■ **INSTRUCTION A**
In the article about Cosatu and Tito Mboweni, what is the labor federation's main objection to Mboweni as finance minister? Answer in one to three sentences.

When Mboweni was appointed in October to replace Nhlanhla Nene as finance minister, the Congress of South African Trade Unions made it clear it should only be a transitional move, Michael Shingange, Cosatu’s first deputy president, said on Tuesday in an interview in Bloomberg’s Johannesburg office.

“This is a man who says people who are 55 years old must retire because they are too old,” Shingange said. “It would be a huge shock for us if Tito Mboweni was to avail himself to be the minister of finance,” after the May election, and that is something Cosatu would oppose, he said.

Cosatu’s problem with Mboweni, who turned 60 last month, is not only his age - given that the powerful labour federation helped Cyril Ramaphosa, 66, take over the presidency. It’s rather the former central bank governor’s stance on state companies that he says are over-staffed and should be sold off -- ideologically opposite to the ruling-party ally’s socialist policies.

It’s now using Mboweni’s own words to motivate why he should go.

In the February budget Mboweni proposed offering early retirement to state workers who are 55 and older to help cut the government wage bill. The minister also said in a recent interview with Power FM that it’s time for old people to retire and young people to run the country.

Mboweni won union praise for introducing new labour laws in the mid-1990s but was often criticised by Cosatu during his time at the central bank, for what the federation said was overly tight monetary policy.

Weigh 'irritations'

Another minister in Cosatu’s crosshairs is Public Enterprises Minister Pravin Gordhan, who oversees state firms like cash-strapped power utility Eskom, which the government plans to split into three units. The labour group argues that will lead to privatisation and job cuts.

While Gordhan, 70, was appointed to help restore trust and credibility in Eskom, load shedding and constant crisis-management at the utility show that he is failing, according to Cosatu.

“We have to weigh the irritations of Tito Mboweni and Pravin Gordhan against the progress we have made and the access we have to the ruling party in terms of influencing the policy direction,” Shingange said.

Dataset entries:
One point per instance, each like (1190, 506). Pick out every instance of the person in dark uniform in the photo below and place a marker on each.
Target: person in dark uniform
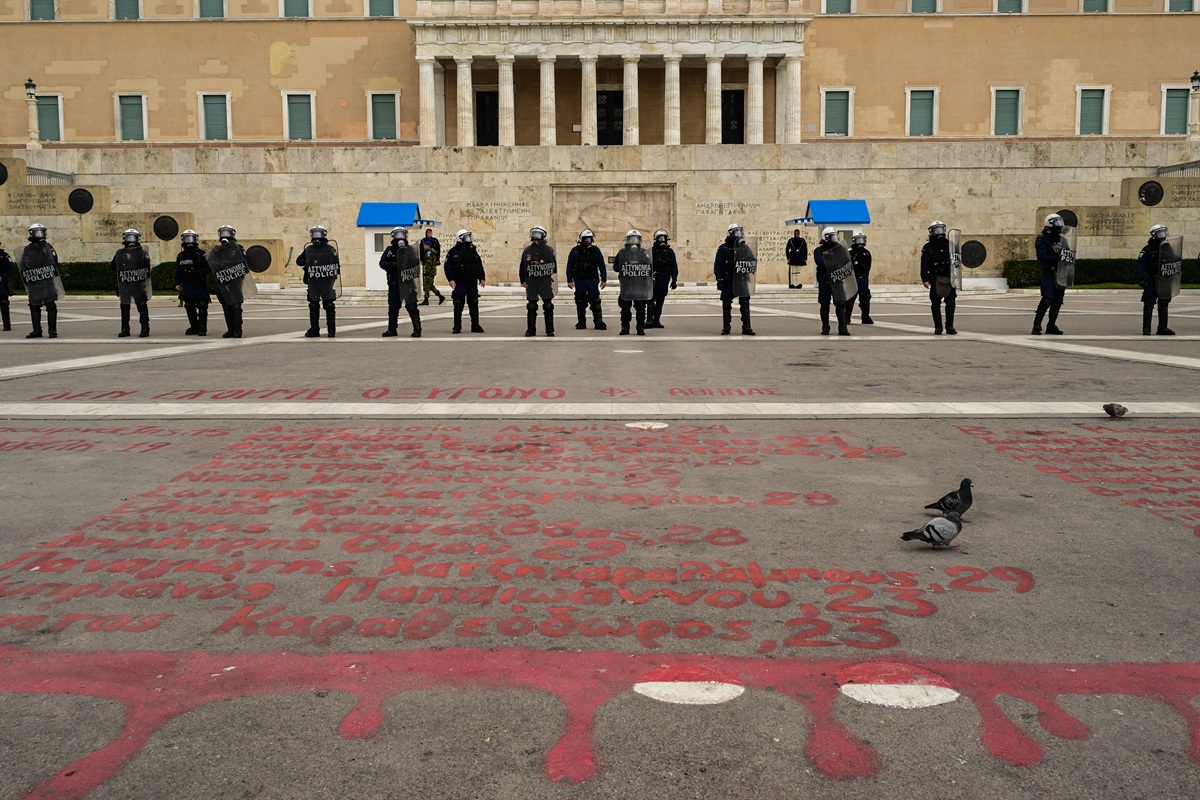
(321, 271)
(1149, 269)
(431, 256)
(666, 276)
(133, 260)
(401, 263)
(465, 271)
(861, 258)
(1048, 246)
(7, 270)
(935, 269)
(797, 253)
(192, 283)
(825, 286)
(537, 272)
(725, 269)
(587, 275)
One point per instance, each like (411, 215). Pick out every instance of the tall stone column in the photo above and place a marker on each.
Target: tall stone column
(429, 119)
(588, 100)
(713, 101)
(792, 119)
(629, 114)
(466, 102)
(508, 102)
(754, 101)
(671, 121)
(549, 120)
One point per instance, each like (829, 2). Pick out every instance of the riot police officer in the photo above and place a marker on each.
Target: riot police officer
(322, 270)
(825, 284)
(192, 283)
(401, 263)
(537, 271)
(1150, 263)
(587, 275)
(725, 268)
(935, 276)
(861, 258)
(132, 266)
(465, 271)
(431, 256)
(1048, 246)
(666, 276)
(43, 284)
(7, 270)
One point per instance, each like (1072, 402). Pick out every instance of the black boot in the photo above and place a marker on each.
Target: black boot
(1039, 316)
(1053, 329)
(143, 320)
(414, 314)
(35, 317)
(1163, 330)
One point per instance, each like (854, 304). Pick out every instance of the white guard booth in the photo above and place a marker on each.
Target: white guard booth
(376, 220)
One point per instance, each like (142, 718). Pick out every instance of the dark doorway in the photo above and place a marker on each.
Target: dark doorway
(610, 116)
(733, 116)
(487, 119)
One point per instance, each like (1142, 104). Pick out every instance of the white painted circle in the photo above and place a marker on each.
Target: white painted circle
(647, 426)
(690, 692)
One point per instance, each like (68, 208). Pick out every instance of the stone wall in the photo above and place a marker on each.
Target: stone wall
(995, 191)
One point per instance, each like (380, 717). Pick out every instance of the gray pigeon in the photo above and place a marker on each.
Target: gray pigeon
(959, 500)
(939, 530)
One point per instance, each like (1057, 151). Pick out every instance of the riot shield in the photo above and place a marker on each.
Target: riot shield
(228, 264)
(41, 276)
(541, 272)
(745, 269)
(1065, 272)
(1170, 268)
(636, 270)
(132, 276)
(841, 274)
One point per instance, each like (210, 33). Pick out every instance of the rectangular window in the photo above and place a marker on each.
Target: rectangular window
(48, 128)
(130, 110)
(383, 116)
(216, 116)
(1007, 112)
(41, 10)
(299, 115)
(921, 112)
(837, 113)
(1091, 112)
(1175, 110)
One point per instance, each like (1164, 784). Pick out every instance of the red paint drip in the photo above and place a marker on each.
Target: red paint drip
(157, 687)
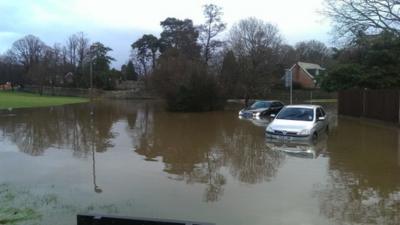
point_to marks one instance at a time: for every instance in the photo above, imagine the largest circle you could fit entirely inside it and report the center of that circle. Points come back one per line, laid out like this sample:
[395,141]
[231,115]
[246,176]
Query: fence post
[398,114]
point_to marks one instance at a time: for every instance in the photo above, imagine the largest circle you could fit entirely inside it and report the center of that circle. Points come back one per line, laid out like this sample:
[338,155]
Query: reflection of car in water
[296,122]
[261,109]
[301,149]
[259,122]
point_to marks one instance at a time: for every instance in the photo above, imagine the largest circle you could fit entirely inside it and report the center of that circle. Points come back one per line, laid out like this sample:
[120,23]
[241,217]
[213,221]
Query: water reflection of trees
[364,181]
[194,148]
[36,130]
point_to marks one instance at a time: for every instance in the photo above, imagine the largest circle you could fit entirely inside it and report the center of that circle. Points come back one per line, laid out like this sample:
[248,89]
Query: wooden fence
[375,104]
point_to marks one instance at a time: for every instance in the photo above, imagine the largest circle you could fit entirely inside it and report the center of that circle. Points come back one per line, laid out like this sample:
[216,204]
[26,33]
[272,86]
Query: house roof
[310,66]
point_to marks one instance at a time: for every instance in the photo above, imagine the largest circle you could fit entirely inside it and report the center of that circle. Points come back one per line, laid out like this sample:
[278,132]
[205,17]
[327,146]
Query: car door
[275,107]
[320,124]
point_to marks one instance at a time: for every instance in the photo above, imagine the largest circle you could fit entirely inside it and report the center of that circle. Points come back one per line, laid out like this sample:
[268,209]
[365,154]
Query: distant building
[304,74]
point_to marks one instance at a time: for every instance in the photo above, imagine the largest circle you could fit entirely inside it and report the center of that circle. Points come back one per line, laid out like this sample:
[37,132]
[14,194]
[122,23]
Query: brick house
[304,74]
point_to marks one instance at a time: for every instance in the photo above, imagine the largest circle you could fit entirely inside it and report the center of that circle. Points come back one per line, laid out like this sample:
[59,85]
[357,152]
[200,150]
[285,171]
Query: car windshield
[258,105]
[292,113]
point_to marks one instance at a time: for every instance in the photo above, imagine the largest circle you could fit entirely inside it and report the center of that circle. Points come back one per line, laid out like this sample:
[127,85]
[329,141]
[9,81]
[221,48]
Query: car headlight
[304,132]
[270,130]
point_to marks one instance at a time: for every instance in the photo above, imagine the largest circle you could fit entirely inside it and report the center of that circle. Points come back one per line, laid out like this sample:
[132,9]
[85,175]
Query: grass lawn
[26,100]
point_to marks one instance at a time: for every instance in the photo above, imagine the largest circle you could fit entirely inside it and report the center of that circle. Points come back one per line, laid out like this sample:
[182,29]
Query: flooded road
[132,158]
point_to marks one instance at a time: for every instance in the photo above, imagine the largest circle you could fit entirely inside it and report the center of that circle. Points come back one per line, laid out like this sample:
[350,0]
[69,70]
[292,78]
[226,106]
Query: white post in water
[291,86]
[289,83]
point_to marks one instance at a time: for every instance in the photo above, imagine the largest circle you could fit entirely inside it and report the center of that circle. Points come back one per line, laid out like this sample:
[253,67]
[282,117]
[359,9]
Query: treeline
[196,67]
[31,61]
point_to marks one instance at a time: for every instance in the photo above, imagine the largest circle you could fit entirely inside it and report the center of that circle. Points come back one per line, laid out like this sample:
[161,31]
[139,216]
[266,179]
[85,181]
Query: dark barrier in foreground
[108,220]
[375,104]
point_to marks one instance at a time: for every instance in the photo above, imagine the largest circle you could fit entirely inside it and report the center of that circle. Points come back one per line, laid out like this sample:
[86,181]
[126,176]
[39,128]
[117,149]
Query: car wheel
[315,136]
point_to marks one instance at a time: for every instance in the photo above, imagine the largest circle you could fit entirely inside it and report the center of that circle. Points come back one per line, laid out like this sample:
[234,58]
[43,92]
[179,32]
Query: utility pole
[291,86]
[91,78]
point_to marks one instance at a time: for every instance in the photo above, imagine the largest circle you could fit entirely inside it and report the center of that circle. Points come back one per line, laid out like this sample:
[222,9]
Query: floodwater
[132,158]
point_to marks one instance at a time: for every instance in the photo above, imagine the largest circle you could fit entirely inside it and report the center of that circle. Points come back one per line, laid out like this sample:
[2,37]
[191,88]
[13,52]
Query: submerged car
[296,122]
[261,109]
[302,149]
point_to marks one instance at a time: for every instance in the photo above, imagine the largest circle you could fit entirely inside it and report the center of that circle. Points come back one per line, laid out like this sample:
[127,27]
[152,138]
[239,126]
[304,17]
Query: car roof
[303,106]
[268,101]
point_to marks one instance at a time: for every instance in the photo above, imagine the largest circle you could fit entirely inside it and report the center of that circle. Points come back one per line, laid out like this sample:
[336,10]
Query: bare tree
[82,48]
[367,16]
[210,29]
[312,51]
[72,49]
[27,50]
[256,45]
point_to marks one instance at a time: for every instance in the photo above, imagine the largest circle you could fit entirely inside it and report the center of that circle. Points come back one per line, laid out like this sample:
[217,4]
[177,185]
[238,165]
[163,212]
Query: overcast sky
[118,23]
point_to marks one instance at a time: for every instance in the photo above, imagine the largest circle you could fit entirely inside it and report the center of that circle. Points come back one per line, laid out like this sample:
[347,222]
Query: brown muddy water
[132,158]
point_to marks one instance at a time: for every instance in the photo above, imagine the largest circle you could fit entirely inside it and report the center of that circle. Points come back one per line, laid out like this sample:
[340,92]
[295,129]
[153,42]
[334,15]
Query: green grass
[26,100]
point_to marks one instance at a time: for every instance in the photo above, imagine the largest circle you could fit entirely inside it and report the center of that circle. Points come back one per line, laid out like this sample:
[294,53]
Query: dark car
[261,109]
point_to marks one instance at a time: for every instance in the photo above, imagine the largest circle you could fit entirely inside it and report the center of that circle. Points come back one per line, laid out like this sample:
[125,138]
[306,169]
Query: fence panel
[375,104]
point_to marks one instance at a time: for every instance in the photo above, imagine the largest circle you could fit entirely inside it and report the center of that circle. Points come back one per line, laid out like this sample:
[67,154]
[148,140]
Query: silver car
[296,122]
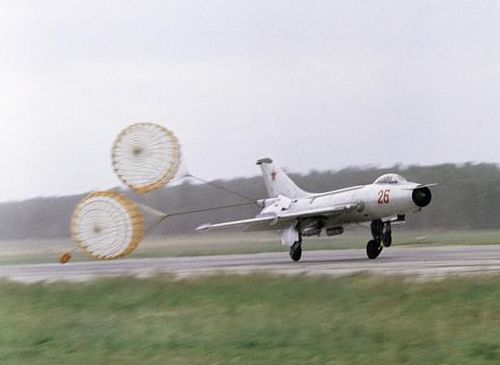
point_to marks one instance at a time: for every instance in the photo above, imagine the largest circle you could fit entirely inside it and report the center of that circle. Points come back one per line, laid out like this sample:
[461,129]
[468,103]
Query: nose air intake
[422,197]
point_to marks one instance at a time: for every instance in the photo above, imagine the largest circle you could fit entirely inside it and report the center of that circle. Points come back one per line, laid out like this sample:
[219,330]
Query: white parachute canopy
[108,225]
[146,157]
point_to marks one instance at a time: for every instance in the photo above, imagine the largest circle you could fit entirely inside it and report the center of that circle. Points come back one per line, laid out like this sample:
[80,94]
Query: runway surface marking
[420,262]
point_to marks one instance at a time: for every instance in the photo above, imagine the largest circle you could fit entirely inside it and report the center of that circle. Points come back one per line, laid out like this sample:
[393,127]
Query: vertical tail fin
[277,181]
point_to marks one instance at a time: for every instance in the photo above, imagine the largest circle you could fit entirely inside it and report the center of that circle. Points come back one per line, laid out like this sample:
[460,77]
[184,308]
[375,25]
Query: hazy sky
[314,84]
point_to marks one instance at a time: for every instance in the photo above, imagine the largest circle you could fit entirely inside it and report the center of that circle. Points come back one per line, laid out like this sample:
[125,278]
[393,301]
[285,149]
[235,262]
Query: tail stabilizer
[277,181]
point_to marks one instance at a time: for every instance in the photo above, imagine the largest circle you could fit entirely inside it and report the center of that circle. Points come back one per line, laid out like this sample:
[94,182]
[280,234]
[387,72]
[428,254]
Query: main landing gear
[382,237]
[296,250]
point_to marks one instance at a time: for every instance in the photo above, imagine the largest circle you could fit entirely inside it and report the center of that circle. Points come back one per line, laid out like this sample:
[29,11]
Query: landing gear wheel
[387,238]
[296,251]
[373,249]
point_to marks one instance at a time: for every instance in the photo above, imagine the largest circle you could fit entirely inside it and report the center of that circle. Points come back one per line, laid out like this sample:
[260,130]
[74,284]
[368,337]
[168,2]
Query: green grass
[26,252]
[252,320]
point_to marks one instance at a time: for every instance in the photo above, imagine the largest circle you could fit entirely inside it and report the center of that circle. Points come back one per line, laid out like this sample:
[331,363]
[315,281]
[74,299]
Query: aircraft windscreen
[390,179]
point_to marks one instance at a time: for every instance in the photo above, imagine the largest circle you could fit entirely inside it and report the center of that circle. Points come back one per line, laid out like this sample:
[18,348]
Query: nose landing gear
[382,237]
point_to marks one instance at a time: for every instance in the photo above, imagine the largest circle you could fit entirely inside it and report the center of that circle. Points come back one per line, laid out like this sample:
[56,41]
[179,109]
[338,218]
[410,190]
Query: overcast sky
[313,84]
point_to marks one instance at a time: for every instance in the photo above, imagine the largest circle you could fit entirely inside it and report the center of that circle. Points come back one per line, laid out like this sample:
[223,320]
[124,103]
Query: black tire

■ **INSTRUCTION B**
Collect every line of the entries above that contains the string "column".

■ **WRITTEN ANSWER A**
Cosatu's main problem with Mboweni is his stance on state companies, which he says are over-staffed and should be sold off. That position is ideologically opposite to Cosatu's socialist policies. His age is only part of the objection.

■ **WRITTEN ANSWER B**
One point per instance, each like (411, 215). Pick out every instance of the tall stone column in the photo above and place a marker on each.
Target: tall stone column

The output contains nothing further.